#### [Lesetext]

+++

Eine Stadt frisst sich selbst
Über das gelbe Meer von Dalian in der Mandschurei kommend, erreicht meine Fähre nach zwei Tagen mit Schauern und Stürmen die Stadt. Seit Tagen fällt auch in Shanghai monsunartiger Regen. Die Kanalisation kann das ganze Wasser nicht aufnehmen. Während meiner ersten Schritte am Hafen sehe ich Ratten und Müll in den Pfützen schwimmen. Es stinkt nach Rost, Öl und Pisse. Die Wahrnehmung des Stadtgewirrs wird weichgezeichnet. Der Regen lässt Shanghai kleiner erscheinen, die sichtbare Stadt endet zwei Straßen weiter. Ich marschiere unter einer Regenglocke in eine unbekannte Welt.

+++

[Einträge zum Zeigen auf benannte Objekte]
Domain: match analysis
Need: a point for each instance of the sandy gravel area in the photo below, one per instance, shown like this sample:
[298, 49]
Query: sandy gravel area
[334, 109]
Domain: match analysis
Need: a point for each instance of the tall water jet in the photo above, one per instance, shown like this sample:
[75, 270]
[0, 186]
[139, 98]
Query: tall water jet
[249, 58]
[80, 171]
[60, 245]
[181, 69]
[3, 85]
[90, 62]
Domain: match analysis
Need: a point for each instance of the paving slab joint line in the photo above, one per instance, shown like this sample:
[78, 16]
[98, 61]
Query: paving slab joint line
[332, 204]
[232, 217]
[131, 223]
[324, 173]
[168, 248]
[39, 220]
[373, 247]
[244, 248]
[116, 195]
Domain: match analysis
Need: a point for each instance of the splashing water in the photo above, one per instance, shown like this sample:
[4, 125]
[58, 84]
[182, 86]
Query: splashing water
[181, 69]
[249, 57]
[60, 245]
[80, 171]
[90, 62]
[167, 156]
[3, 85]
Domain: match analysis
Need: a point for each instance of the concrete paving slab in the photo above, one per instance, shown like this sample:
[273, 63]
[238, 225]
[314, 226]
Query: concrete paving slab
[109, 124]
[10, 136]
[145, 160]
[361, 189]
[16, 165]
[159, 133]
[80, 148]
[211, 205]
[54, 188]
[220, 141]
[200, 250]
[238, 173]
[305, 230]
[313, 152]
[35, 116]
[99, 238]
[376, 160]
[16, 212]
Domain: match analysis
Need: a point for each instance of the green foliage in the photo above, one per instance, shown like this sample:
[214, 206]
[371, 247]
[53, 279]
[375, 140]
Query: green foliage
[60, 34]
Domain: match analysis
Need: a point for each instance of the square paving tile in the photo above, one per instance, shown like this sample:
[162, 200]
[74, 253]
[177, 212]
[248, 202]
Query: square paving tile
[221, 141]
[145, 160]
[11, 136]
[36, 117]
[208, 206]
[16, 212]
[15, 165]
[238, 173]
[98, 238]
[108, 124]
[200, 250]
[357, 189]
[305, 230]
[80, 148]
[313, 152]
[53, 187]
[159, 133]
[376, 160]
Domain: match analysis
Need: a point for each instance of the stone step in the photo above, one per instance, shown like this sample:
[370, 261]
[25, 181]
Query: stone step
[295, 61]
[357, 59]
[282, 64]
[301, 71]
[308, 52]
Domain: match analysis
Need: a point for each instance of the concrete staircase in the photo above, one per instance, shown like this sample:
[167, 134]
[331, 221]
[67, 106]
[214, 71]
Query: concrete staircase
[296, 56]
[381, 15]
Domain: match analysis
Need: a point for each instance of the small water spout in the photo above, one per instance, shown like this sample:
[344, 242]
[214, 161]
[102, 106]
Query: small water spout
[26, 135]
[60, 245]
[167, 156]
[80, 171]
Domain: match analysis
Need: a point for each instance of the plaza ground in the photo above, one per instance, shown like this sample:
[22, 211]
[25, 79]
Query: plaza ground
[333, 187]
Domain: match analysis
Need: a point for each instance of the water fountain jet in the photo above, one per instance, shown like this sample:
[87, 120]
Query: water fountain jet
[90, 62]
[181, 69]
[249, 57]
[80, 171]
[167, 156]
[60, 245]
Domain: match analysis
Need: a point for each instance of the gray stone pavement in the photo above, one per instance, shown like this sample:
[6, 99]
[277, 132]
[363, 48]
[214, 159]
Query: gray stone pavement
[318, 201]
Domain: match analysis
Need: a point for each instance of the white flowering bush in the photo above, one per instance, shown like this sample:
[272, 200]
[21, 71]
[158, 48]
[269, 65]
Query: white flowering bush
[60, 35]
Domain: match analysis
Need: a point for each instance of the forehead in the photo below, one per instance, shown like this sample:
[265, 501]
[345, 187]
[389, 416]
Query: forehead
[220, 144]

+++

#### [Aufgabe]
Schreibe aus dem Lesetext den Abschnitt von „Eine Stadt frisst“ bis einschließlich „eine unbekannte Welt.“ wortgetreu ab.

#### [Lösung]
Eine Stadt frisst sich selbst
Über das gelbe Meer von Dalian in der Mandschurei kommend, erreicht meine Fähre nach zwei Tagen mit Schauern und Stürmen die Stadt. Seit Tagen fällt auch in Shanghai monsunartiger Regen. Die Kanalisation kann das ganze Wasser nicht aufnehmen. Während meiner ersten Schritte am Hafen sehe ich Ratten und Müll in den Pfützen schwimmen. Es stinkt nach Rost, Öl und Pisse. Die Wahrnehmung des Stadtgewirrs wird weichgezeichnet. Der Regen lässt Shanghai kleiner erscheinen, die sichtbare Stadt endet zwei Straßen weiter. Ich marschiere unter einer Regenglocke in eine unbekannte Welt.